Consignes
1) Dans l'extrait, condensez sous forme de liste le paragraphe qui commence par « Contours du jour qui vient prend place », en conservant ses faits principaux.
2) Prolongez l'extrait sur le roman de Leonora Miano, s'il vous plaît, en reprenant juste après sa dernière phrase.

Extrait
A l’aube de la rentrée littéraire 2017/2018, mon whisky de la catégorie “pipe et plume” ira pour ma lecture des vacances d’été. Un Prix Goncourt des Lycéens qui n’est pas forcément une “nouveauté”. Contours du jour qui vient de Leonora Miano, sorti en 2006.
Auteure féministe camerounaise, c’est par le biais des Inrocks spécial Despentes que j’ai fait la découverte du combat, des idées et de la stylistique de Leonora Miano. Dans une entrevue croisée des deux écrivaines, Virginie Despentes (pour qui j’ai beaucoup d’admiration) saluait alors – au mois de Mai 2017 – la qualité d’écriture de Miano et la force de ses personnages (comme de ses histoires). Mieux, Despentes s’est risquée à comparer dans ce numéro des Inrockuptibles leurs deux visions de l’humain et de la société ; allant même jusqu’à trouver dans le sens de leurs romans respectifs de subtiles similitudes.
Les récits de Leonora Miano sont essentiellement plus politiques que fictionnels . Ils ont tous pour vocation d’alerter le lecteur, à cris et à corps, sur la situation géo-politique de l’Afrique. Ces histoires sont un véritable hurlement de souffrance ; hurlement qui nous renvoie au visage l’urgence de s’attarder sur la pauvreté de ce continent. Bien qu’elle y invente des pays, Leonora Miano n’a de cesse de nous conter – à travers ses romans – son regard sur une Afrique si réelle. Plus qu’actuels, ces romans plantent des protagonistes dont les tranches de vie sont très rudes et pourtant bien présentes à l’échelle d’un vaste continent. Elle y implante, au sens large du terme, la catastrophe humanitaire de toute une société.
Contours du jour qui vient prend place au coeur d’un territoire qui se prénomme le Mboasu. Plus précisément, nous sommes plongés au coeur des bas-fonds de la capitale Sombé, sur les rives du fleuve Tubé. A la mort de son père, Musango – toute jeune encore – est jetée à la rue par sa belle-mère. Livrée à elle-même comme de nombreux gamins (et donc ses semblables), Musango décide de partir à la recherche de sa véritable mère qui l’a abandonnée alors qu’elle n’était qu’un nourrisson.
Le contexte est néanmoins le suivant : le Mboasu sort tout juste d’une terrible guerre civile, et la capitale Sombé est en proie à l’anarchie la plus totale. Musango représente notamment la victime de tout un peuple en proie à la folie. Les parents y sont incapables d’y élever leurs enfants. C’est donc pourquoi – et sous prétexte de se référer à une quelconque sorcellerie – ils jettent littéralement leurs enfants à la rue ; enfants qui doivent alors apprendre à survivre dès leur plus jeune âge.
Ainsi, et très vite, Musango tombe malade. Elle est alors recueillie – ou plutôt séquestrée – par trois garçons qui vouent un soi-disant culte à une nouvelle église. Sous couvert d’agir derrière ce qui ressemble plus à une véritable arnaque spirituelle, Don du Ciel, Vie Eternelle et Lumière en profitent effectivement pour se livrer à une véridique traite des femmes. Ils y “éduquent” de jeunes filles comme Musango à devenir des prostituées tout en étant de serviles domestiques. Plus tard, elles seront revendues telles des esclaves modernes afin d’aller exercer en Europe.

Données enregistrées

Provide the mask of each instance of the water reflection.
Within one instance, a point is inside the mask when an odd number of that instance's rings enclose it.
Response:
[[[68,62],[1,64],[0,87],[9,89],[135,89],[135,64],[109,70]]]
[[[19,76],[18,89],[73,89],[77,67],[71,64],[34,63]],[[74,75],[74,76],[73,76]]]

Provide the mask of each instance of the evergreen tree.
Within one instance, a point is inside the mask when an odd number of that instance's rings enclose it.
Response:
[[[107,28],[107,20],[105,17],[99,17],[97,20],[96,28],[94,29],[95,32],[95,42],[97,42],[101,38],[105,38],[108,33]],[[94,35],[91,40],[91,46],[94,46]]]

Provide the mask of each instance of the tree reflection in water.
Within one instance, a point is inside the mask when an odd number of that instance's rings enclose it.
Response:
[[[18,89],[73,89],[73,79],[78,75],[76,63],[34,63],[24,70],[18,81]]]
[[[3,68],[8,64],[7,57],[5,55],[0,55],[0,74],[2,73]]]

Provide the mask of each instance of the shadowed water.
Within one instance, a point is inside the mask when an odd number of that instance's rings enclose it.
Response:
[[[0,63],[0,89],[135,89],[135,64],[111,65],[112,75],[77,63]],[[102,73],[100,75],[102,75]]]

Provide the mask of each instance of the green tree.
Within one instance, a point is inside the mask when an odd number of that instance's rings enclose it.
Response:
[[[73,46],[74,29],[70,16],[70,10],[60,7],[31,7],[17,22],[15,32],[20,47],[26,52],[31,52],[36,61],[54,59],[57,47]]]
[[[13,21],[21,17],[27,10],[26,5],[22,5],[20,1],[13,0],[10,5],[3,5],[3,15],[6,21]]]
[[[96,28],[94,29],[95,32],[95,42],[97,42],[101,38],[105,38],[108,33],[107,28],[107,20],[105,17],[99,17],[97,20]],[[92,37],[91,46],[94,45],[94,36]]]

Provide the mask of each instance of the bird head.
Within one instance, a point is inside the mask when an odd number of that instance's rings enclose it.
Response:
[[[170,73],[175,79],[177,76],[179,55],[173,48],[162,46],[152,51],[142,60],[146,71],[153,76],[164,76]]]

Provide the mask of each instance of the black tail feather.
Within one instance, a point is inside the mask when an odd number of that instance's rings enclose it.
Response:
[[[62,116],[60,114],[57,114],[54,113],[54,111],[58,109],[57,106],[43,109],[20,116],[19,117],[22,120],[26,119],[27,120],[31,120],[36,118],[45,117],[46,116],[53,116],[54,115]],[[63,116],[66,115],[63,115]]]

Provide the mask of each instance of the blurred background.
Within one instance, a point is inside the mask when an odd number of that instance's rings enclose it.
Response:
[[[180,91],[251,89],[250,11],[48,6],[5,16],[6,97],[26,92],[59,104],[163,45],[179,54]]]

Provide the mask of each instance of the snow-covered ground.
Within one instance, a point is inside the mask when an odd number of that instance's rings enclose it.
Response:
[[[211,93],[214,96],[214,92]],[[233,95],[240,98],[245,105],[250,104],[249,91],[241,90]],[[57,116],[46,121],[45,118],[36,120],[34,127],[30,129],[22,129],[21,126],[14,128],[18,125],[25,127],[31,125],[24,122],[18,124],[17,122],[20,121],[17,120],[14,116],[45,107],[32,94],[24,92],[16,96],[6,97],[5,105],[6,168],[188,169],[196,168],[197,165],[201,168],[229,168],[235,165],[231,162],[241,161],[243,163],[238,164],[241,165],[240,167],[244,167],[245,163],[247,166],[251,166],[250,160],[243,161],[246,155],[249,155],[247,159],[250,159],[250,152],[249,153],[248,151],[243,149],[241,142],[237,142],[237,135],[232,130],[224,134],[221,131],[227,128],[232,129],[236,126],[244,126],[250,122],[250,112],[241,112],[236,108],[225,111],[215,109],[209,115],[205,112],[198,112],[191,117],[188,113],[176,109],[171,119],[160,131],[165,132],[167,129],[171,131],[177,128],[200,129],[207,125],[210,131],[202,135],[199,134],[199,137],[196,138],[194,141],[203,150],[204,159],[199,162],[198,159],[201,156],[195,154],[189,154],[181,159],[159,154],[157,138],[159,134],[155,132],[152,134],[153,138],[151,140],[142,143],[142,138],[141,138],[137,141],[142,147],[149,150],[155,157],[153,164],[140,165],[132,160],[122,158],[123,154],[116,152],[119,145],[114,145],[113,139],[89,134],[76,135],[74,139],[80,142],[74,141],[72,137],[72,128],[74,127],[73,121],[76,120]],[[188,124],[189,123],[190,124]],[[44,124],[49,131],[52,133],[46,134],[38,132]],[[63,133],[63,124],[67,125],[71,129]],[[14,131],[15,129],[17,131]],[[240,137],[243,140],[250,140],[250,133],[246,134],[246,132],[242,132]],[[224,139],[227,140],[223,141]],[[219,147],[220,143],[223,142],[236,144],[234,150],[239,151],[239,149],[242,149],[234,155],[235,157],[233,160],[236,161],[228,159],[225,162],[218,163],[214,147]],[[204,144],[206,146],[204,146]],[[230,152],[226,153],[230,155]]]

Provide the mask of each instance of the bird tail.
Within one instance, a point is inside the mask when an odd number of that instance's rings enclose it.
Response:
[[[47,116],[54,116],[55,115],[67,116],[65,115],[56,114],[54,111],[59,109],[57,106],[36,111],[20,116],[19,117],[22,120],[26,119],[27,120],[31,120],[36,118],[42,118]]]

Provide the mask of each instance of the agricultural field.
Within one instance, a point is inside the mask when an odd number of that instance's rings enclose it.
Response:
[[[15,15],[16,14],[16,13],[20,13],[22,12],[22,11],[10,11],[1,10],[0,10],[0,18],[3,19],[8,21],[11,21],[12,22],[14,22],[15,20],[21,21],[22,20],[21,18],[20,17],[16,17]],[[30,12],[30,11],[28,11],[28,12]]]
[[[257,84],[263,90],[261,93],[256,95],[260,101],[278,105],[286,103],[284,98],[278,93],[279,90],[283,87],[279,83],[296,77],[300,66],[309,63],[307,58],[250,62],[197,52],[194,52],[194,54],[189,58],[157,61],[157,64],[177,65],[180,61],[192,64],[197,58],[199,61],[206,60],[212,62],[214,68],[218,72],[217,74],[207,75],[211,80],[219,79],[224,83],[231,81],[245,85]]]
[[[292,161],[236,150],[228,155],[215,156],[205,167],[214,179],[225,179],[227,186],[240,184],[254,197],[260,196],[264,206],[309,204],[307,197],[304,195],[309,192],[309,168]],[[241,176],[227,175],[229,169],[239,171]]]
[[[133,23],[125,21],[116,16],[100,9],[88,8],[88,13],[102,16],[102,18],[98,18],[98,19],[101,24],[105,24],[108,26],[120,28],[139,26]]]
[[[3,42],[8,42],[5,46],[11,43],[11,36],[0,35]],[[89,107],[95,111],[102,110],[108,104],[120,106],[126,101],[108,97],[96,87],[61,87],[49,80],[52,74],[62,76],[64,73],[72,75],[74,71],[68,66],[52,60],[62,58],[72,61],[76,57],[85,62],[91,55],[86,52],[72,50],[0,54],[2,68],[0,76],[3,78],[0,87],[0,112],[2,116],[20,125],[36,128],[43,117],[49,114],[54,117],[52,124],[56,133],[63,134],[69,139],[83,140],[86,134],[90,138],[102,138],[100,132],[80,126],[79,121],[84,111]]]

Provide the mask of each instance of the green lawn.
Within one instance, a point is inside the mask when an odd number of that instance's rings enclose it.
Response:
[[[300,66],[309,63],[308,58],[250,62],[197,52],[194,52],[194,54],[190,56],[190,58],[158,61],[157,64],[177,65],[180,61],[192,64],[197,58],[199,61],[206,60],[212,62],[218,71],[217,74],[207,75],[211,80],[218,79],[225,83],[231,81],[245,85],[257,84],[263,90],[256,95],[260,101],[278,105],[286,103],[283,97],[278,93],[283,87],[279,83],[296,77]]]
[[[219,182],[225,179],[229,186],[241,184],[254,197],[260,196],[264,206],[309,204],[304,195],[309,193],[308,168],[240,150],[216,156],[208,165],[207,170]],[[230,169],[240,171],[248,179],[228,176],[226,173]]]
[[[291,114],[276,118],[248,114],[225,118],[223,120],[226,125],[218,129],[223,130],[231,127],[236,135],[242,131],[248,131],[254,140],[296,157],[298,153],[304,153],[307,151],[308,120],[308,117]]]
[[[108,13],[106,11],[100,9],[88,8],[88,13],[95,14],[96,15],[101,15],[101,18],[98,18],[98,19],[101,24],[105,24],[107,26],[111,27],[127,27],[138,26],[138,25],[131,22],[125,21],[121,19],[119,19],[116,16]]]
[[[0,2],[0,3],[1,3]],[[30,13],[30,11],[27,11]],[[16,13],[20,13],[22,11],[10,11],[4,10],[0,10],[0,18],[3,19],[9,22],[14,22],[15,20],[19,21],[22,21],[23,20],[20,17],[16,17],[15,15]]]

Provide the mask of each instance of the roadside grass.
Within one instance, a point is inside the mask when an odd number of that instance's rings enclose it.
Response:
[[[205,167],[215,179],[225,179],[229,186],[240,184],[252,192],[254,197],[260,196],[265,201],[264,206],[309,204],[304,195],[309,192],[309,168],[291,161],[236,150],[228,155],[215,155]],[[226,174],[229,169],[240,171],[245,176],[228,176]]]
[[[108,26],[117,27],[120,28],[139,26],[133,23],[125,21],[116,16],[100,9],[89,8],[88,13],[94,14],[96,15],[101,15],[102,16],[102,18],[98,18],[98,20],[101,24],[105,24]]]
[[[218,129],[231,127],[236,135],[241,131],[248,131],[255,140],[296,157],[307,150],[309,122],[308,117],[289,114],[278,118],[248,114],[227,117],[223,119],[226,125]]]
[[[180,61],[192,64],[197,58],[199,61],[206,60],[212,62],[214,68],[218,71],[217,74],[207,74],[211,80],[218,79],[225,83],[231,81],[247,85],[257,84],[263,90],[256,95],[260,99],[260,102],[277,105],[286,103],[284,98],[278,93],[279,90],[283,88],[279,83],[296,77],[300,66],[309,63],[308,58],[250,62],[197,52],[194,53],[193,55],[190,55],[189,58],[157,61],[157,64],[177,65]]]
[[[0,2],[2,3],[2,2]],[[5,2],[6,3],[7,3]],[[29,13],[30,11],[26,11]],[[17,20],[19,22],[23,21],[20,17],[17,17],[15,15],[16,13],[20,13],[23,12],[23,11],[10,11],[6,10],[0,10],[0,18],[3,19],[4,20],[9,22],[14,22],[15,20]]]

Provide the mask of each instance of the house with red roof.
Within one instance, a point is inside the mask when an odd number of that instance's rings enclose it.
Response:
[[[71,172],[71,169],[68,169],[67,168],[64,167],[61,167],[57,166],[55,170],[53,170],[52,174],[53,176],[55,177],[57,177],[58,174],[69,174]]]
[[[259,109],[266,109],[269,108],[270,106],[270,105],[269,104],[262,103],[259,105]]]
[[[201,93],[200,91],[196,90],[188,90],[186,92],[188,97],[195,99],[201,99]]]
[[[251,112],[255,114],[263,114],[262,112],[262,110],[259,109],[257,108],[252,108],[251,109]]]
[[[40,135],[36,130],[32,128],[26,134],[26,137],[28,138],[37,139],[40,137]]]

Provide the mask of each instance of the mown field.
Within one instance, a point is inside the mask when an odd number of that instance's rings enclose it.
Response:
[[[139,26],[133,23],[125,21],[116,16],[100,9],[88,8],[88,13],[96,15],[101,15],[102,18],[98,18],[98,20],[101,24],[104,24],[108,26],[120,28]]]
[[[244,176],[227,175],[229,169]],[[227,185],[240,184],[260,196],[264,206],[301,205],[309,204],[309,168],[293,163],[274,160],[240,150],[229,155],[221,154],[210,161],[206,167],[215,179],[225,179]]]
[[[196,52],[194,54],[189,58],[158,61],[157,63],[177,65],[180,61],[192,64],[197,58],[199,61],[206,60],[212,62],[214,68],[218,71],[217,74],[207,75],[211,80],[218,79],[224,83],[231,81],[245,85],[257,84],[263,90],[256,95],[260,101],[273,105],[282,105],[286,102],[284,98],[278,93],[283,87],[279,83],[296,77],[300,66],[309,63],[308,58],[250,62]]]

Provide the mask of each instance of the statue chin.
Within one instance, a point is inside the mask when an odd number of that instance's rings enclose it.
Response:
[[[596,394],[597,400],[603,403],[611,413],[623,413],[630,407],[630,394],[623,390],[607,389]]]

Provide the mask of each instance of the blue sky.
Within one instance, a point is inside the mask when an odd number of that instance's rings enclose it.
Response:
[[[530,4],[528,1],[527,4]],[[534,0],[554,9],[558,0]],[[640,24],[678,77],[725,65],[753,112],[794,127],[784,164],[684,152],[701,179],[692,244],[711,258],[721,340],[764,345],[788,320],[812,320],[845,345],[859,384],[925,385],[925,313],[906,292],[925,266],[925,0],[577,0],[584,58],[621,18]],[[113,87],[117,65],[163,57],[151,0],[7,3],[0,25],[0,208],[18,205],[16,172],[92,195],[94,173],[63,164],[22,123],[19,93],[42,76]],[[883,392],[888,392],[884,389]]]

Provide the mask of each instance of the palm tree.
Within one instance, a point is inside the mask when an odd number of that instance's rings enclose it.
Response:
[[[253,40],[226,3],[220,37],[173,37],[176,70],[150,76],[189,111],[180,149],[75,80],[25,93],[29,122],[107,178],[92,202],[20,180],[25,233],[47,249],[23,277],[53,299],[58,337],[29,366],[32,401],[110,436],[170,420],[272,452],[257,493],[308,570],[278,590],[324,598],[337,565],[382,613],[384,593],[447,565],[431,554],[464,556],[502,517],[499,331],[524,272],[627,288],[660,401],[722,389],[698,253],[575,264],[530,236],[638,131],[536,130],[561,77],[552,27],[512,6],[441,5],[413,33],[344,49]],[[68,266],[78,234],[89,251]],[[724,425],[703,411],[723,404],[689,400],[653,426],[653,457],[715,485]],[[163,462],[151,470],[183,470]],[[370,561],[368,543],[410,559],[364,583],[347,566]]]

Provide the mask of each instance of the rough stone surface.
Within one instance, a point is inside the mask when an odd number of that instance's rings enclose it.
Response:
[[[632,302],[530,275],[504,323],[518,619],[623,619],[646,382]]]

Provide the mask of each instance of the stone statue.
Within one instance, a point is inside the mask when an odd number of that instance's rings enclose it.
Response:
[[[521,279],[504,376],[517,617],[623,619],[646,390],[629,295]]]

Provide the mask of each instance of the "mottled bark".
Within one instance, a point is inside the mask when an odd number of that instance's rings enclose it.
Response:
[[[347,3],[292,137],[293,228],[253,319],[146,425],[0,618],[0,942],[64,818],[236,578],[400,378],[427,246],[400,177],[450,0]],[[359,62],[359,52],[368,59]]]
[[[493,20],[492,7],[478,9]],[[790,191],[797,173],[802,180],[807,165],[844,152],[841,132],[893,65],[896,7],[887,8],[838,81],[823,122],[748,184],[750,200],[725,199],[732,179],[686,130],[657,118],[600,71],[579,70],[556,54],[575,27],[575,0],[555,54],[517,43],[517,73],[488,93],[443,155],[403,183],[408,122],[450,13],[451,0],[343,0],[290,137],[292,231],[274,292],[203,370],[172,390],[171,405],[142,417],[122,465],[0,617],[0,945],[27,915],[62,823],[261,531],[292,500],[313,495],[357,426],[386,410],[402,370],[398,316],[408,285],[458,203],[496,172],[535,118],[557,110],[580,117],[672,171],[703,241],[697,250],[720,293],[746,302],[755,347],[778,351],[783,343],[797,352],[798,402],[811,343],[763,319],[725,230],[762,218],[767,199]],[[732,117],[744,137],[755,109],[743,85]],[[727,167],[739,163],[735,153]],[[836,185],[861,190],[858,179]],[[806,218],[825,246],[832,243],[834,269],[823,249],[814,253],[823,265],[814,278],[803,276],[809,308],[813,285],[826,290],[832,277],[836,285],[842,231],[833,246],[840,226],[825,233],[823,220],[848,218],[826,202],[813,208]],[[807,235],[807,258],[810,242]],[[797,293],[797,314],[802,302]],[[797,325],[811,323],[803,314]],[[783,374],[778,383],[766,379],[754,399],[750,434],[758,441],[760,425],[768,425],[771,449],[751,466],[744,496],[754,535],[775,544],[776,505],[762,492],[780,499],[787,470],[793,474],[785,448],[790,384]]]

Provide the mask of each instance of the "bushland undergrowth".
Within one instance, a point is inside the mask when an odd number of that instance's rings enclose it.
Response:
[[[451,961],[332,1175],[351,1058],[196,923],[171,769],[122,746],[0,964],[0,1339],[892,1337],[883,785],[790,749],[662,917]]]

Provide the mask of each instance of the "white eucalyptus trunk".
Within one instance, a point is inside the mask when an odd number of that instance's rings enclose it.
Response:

Réponses fournies
1)
- Le roman se déroule au Mboasu, dans les bas-fonds de la capitale Sombé, sur les rives du fleuve Tubé.
- À la mort de son père, Musango, encore toute jeune, est jetée à la rue par sa belle-mère.
- Livrée à elle-même comme de nombreux enfants, elle part à la recherche de sa véritable mère, qui l'a abandonnée quand elle n'était qu'un nourrisson.

2)
Au fil de la narration, Musango parviendra à s’échapper du carcan imposé par Don du Ciel, Vie Eternelle et Lumière. Mais la route sera longue, et l’unique espoir qui pointe à l’horizon s’incarne en la personne du petit Mbalé ; que Musango rencontre au coeur de cette fiction.
Cette rencontre avec Mbalé est-elle le signe d’un nouvel espoir et d’un jour nouveau pour tout un continent ? Musango retrouvera-t-elle sa mère ? Contours du jour qui vient est également un récit hybride, à mi-chemin entre le roman et la correspondance épistolaire fantasmée par un narrateur omniscient : Munsango dresse – au fil des chapitres – des confessions qu’elle imagine partager avec sa mère à travers une très longue lettre. Elle lui fait part de tout, absolument tout ce qu’elle a caché au plus profond d’elle-même durant toute son enfance.
Existe-t-il une part d’autobiographie dans tout ça ? Seule Leonora Miano en a le secret ; et l’auteure laisse planer le doute jusqu’à l’aube d’un jour nouveau qui s’annonce pour ce Mboasu si vraisemblable de vérité.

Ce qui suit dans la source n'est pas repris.